WHAT IS NEEDED:
Render the stretch of entries from the line containing "trace --target=worker in" through the end of the entries as a two-column CSV with the header columns entry_text and answer, one row per entry. Put each value in a single quoted field, with its line breaks replaced by spaces.

----- TASK MATERIAL

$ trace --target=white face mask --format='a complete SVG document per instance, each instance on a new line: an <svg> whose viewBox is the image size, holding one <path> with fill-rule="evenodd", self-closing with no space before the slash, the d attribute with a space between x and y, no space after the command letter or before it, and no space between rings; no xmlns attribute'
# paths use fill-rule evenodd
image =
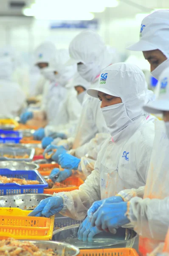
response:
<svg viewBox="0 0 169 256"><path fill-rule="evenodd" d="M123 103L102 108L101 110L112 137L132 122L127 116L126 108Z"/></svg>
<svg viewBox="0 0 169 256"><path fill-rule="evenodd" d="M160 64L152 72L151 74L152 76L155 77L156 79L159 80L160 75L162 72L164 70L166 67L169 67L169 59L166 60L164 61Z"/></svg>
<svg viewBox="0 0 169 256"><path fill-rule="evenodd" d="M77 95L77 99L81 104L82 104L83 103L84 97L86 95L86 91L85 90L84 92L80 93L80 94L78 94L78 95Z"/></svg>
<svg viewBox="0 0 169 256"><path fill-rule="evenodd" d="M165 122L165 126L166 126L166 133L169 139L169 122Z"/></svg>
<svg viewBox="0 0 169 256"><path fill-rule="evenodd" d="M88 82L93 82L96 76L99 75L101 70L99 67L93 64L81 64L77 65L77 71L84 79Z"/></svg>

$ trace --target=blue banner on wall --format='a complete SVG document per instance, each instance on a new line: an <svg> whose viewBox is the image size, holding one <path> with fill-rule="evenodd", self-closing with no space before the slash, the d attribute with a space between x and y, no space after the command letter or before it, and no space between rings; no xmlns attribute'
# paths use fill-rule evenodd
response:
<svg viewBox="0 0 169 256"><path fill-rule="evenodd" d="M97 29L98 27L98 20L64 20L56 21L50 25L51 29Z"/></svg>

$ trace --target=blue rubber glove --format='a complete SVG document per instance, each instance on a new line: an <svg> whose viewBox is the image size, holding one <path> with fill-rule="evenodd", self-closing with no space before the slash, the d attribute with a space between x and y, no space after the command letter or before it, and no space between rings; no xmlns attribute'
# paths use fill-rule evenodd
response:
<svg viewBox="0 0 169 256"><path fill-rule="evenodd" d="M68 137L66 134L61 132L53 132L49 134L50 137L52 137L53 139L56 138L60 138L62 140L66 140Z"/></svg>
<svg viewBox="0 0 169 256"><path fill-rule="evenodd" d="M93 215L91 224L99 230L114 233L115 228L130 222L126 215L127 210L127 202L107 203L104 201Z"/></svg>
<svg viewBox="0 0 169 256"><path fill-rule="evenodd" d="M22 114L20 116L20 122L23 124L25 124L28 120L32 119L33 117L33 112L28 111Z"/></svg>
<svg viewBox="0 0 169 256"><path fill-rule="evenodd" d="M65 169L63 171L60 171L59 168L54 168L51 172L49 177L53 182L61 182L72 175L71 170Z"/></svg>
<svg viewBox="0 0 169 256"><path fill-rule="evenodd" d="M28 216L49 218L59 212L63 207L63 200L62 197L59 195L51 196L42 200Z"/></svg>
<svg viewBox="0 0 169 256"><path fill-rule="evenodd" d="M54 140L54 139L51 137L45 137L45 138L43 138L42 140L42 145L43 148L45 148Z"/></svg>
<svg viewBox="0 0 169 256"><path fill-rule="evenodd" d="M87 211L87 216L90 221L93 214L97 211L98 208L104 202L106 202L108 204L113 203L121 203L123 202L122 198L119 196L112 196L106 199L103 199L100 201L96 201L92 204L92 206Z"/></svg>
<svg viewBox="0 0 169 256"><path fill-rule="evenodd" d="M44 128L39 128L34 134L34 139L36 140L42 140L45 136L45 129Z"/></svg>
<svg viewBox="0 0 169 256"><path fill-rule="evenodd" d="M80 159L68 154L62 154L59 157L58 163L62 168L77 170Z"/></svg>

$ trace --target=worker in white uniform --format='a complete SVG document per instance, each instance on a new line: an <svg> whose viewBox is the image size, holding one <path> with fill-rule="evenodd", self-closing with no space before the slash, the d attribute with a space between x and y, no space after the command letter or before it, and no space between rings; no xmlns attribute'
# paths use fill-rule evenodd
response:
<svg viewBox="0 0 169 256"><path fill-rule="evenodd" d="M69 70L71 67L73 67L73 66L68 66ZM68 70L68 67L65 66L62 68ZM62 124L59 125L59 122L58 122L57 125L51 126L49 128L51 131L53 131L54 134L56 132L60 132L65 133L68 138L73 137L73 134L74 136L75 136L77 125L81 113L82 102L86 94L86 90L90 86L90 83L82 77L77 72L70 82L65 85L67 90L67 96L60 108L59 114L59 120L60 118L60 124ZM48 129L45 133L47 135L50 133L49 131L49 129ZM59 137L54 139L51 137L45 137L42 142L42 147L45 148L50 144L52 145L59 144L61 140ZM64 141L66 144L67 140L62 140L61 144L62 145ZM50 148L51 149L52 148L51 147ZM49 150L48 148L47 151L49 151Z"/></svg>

----------

ANSWER TO THE EXERCISE:
entry_text,answer
"$ trace --target=worker in white uniform --format='a complete SVG document per instance, each instance on a new line: an <svg> whose viewBox is the image size, holding one <path> with fill-rule=""evenodd"", self-closing with no space before the slash, the d attribute with a space between x and y, no space after the command letter or before it, and no space between rings; no xmlns attribute' # paths use fill-rule evenodd response:","<svg viewBox=""0 0 169 256""><path fill-rule=""evenodd"" d=""M69 70L71 67L73 67L73 66L68 66ZM68 70L68 67L65 66L62 68ZM62 124L59 125L59 122L58 122L57 125L51 126L49 128L51 131L53 131L54 134L56 132L60 132L65 133L68 138L73 137L73 134L74 136L75 136L77 125L81 113L82 102L86 94L86 90L90 86L90 83L82 77L77 72L70 82L65 85L67 90L67 96L60 108L59 114L59 120L60 118L60 124ZM48 129L45 133L47 135L50 133L49 131L49 129ZM59 137L54 139L51 137L45 137L42 142L42 147L45 148L50 144L52 145L59 144L61 140ZM64 141L66 144L67 140L62 140L61 144L62 145ZM50 148L51 149L52 148L51 147ZM49 150L48 148L47 151L49 151Z""/></svg>"